*** MATERIALS PROVIDED

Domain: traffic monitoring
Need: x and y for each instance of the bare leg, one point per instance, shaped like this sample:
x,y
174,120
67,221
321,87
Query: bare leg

******

PROBLEM:
Rewrite the entries above with every "bare leg" changed to "bare arm" and nothing else altered.

WORKED ANSWER:
Domain: traffic monitoring
Need: x and y for each instance of the bare arm, one point per instance, shaped like this sample:
x,y
174,120
67,221
321,87
Query: bare arm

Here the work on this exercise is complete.